[WORKING DATA]
((

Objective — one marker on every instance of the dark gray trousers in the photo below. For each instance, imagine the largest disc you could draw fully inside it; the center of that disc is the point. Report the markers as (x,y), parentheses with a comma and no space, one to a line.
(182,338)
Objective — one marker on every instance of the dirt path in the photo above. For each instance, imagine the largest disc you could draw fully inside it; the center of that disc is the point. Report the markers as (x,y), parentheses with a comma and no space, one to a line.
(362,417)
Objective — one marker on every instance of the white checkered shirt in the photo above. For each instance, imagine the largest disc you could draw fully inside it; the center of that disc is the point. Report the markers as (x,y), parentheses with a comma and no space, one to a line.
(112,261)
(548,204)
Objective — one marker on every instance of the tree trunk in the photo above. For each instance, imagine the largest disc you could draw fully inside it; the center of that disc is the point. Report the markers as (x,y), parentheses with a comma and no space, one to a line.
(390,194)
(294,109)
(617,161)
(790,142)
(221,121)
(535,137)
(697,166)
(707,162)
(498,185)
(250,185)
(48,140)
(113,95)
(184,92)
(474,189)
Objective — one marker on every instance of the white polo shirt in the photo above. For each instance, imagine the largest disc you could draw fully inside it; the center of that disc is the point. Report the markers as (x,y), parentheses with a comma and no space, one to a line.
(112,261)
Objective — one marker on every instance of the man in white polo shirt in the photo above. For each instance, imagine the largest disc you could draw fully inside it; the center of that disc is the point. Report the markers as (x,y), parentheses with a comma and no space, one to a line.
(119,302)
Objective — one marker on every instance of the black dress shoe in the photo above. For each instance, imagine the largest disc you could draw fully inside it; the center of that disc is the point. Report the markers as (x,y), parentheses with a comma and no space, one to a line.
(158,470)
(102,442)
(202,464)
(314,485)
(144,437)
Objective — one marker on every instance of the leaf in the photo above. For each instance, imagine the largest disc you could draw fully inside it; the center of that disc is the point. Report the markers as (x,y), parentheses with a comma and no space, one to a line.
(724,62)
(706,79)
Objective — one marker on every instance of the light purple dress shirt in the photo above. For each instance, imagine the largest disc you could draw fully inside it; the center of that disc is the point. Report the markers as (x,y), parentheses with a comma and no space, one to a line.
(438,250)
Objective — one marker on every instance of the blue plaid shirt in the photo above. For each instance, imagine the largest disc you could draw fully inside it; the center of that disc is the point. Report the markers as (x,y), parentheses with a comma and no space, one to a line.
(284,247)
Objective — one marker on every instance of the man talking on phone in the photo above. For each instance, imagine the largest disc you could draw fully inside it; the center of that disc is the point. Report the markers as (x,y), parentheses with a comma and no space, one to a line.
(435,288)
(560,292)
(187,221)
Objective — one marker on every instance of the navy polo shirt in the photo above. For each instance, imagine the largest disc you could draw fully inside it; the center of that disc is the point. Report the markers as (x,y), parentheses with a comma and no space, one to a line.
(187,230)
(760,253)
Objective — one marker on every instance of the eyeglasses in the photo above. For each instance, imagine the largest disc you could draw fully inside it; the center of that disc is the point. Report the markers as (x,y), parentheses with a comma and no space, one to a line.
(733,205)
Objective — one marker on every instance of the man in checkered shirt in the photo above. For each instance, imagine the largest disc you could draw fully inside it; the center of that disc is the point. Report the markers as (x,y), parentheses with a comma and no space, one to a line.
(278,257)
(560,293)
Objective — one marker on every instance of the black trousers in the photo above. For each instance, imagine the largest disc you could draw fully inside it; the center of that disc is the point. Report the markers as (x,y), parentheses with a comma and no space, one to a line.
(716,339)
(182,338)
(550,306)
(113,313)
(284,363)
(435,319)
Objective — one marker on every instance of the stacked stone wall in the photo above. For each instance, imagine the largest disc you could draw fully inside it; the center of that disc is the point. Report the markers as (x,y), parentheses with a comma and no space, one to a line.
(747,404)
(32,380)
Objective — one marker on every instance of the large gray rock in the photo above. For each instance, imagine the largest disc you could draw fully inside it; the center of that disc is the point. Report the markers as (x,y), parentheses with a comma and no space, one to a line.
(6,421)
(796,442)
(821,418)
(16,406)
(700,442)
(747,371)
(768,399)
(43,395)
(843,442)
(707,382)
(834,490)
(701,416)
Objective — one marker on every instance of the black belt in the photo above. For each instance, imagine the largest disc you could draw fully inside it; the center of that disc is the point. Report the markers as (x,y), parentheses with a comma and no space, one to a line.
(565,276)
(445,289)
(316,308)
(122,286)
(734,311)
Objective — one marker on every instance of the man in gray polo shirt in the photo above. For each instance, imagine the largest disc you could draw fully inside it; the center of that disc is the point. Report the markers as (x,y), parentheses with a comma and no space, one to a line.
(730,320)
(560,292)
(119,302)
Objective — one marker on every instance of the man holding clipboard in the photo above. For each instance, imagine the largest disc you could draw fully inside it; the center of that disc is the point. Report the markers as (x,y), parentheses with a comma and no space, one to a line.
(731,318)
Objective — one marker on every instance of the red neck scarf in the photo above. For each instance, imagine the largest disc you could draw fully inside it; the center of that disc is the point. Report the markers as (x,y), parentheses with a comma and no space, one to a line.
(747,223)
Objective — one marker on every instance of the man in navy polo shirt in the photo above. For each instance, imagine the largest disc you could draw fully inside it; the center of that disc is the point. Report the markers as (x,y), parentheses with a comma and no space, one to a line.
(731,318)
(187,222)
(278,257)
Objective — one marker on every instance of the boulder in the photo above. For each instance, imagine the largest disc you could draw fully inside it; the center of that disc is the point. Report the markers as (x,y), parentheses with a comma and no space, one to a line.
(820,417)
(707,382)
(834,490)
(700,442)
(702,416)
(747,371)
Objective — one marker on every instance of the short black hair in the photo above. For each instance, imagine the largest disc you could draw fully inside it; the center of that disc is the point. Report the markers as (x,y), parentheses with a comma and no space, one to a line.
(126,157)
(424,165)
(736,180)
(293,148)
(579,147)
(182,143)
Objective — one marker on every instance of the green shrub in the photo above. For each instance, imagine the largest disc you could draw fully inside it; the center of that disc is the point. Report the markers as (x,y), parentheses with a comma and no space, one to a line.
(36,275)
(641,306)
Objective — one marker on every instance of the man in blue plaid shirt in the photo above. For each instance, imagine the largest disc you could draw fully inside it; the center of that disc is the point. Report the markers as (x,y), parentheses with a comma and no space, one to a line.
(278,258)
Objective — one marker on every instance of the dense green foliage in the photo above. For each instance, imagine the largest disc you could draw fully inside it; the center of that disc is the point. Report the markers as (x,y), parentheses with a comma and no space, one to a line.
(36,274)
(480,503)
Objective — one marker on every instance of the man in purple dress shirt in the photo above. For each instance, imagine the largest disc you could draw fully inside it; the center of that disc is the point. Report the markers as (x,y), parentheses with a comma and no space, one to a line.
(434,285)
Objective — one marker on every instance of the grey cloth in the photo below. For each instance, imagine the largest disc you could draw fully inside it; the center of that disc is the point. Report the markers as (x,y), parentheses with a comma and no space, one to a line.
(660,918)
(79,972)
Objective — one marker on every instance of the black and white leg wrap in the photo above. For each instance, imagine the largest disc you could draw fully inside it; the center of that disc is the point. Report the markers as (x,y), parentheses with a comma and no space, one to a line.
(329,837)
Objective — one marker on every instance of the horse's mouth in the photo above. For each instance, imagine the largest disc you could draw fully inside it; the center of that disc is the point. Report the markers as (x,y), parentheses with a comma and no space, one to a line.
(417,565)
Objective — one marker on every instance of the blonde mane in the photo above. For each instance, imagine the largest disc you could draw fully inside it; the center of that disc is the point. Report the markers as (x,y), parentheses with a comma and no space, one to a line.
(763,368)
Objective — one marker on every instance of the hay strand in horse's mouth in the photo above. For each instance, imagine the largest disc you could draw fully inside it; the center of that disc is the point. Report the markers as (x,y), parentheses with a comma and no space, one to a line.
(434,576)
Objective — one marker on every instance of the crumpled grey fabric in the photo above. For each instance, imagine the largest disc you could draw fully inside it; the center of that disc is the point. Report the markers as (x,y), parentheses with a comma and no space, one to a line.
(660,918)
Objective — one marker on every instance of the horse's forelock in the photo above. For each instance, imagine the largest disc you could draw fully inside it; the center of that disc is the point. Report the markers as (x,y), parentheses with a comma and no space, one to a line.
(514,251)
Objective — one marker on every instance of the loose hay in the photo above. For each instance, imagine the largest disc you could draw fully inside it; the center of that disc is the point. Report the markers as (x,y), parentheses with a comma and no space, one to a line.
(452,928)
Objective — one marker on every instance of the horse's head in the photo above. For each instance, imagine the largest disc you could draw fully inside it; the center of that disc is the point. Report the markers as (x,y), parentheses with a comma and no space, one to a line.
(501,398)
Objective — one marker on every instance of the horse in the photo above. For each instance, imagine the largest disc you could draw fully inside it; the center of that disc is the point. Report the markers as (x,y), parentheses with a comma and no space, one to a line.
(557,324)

))

[WORK ORDER]
Output only the lines from the one that contains "Objective — one marker on every instance of the blonde" through the last line of the data above, each restated exactly.

[EXERCISE RESULT]
Objective — one marker on every instance of the blonde mane in the photo above. For each instance, imagine the largest disc you could draw fully inside it; the center of that disc is the point. Report the markers as (x,y), parentheses with a comma and no space, one to a line.
(763,368)
Objective — one marker on every instance of the hay strand in horse's mouth in the photo above. For each instance, imagine the largest disc you could draw fully inside it; the center of that disc is the point. Report the markers as (x,y), parentheses with a comma and no space, one to a line.
(434,576)
Objective — one marker on every instance of the crumpled grey fabric in the photo above. For each instance, imagine the largest disc you could draw fully inside it; the center of that disc is the point. Report the markers as (x,y), parentheses with a comma and no space, one to a line.
(660,918)
Objective — one marker on every instance of the horse's forelock in the photo above. For each instance, imagine the largest disc you could draw fully inside it; the center of that disc is the point. Report the markers as (x,y), parentheses with a comma and no space, one to a line.
(514,251)
Objective — one marker on every instance of the loose hay in the photo above. For each instance, imagine the largest disc you could draw fully inside it; the center of that disc is the point. Report the markers as (x,y), parentheses with a comma and no space, one to a line.
(452,928)
Objective — one marker on every instance of the horse's head in the photo above. For each instance, imagine the largest disc you could draw fully inside it; the center of that disc is the point. Report the markers as (x,y), parentheses with a comma and no space, one to a line.
(501,398)
Objective — one marker on every instance of the horse in the photo above. For each instance, imagine the largest disc you could draw fully inside it; the center of that disc is the point. Report the markers as (x,y), parentheses with a comma and no space, one to a line.
(557,324)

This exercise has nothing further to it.